• [TASK] Reproduce the material below word for word and line for line, leaving out the picture.

[start PROVIDED DATA]

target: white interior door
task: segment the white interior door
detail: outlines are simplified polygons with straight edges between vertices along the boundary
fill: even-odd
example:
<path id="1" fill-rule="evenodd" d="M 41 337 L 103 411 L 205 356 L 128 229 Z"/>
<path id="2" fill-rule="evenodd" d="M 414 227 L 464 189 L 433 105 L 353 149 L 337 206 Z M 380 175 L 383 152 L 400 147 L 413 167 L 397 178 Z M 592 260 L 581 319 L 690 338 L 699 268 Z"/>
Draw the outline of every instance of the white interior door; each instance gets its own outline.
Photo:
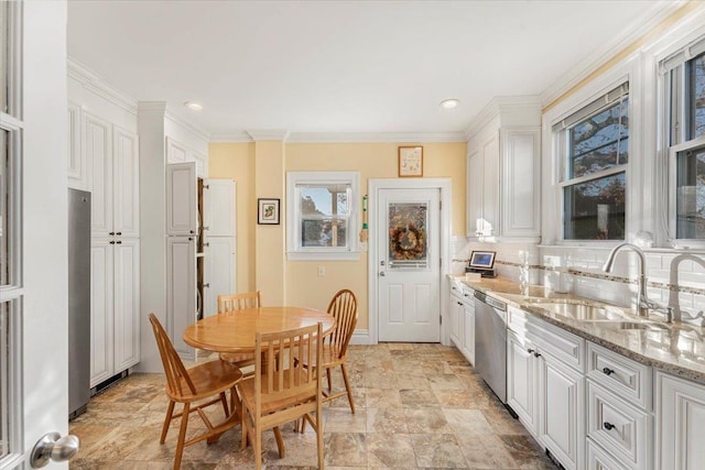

[end PROVIDED DATA]

• [FULL ANSWER]
target: white interior door
task: segment the white interior door
detail: outlines are simplified polygons with straight edges between vertices along the boundary
fill: even-odd
example:
<path id="1" fill-rule="evenodd" d="M 41 337 L 103 411 L 205 356 L 128 229 Z"/>
<path id="2" fill-rule="evenodd" d="M 414 227 L 464 189 L 433 105 L 353 149 L 337 206 Z M 380 175 L 383 152 L 400 147 L 413 167 L 397 178 Z M 592 260 L 581 319 L 690 338 L 699 268 Z"/>
Draw the outline of every instance of the white interior door; each instance gets its own outline.
Photo:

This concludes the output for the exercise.